TO DO:
Copy out the listing below word for word, from the line with "One dot per instance of the woman's face" through the end of the listing.

======== ENTRIES

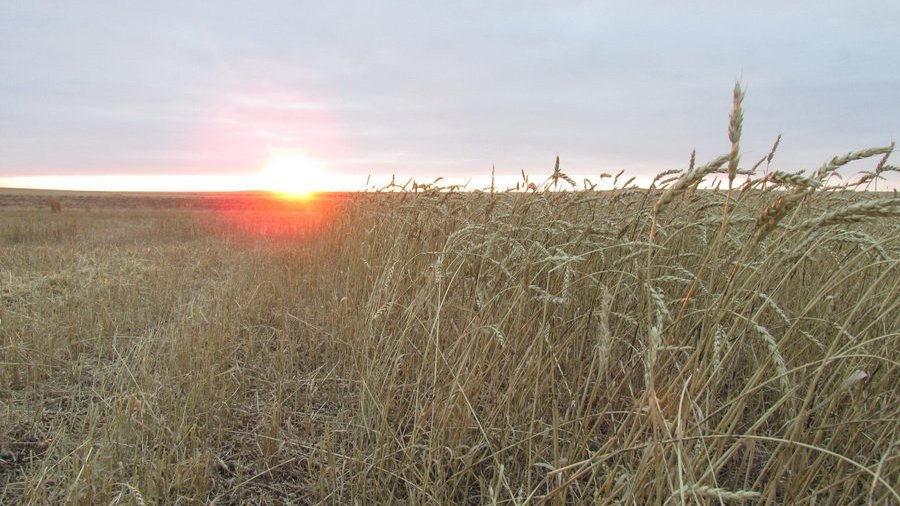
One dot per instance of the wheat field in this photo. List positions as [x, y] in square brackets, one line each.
[677, 344]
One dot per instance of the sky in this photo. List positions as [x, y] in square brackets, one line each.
[227, 95]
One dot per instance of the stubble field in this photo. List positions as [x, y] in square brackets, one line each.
[672, 345]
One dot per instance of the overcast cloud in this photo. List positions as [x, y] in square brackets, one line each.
[427, 88]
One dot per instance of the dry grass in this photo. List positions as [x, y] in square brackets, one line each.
[441, 347]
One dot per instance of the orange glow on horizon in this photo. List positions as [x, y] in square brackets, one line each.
[292, 175]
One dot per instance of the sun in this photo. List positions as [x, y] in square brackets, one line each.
[291, 174]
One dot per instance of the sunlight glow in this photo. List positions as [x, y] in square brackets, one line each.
[292, 174]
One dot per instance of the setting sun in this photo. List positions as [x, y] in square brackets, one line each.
[291, 174]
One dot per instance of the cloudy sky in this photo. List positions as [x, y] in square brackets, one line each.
[427, 88]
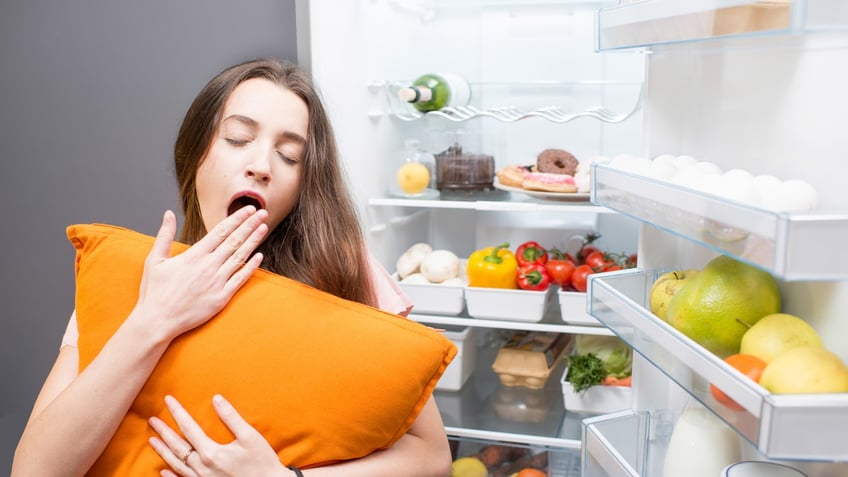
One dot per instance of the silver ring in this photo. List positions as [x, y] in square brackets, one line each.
[188, 453]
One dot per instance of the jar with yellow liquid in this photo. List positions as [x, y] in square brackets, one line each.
[415, 174]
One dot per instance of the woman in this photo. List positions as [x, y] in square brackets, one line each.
[258, 170]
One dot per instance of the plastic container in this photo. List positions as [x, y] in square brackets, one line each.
[462, 366]
[506, 304]
[528, 358]
[572, 306]
[597, 399]
[435, 298]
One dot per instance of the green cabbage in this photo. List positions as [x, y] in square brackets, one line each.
[616, 355]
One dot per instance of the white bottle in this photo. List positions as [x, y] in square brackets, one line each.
[701, 445]
[434, 91]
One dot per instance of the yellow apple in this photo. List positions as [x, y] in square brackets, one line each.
[806, 369]
[665, 287]
[777, 333]
[413, 177]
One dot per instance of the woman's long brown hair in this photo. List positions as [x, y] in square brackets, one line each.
[320, 243]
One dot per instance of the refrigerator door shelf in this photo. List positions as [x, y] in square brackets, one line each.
[800, 426]
[785, 244]
[614, 444]
[657, 23]
[589, 99]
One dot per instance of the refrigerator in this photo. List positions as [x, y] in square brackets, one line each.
[743, 84]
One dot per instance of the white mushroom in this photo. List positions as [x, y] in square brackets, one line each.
[440, 265]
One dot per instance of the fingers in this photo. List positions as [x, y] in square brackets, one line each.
[165, 237]
[232, 419]
[170, 447]
[233, 231]
[188, 426]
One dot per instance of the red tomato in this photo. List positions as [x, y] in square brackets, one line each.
[560, 271]
[587, 250]
[747, 364]
[578, 278]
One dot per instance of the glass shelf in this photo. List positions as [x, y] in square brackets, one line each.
[385, 101]
[655, 23]
[787, 426]
[786, 244]
[484, 409]
[550, 322]
[497, 201]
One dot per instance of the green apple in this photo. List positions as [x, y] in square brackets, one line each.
[665, 286]
[777, 333]
[806, 369]
[721, 302]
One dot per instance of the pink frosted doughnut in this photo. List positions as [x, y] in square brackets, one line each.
[549, 182]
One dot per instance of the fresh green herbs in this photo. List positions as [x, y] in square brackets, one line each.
[585, 371]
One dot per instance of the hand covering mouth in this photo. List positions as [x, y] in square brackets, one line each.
[245, 200]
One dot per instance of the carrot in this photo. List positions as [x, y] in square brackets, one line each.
[627, 382]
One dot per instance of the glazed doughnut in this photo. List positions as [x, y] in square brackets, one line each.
[512, 175]
[548, 182]
[556, 161]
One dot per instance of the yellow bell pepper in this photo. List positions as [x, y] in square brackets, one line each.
[493, 267]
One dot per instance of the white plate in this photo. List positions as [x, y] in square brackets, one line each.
[560, 196]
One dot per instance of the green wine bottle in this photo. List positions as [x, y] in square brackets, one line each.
[432, 92]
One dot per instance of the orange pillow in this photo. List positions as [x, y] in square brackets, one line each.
[322, 378]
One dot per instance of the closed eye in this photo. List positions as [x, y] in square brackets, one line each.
[236, 142]
[287, 159]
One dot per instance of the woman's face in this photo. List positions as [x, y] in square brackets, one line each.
[256, 154]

================

THE RESULT:
One dot per instance of the woman's face in this photo. List positions as [x, y] in square brackets, one line each.
[256, 154]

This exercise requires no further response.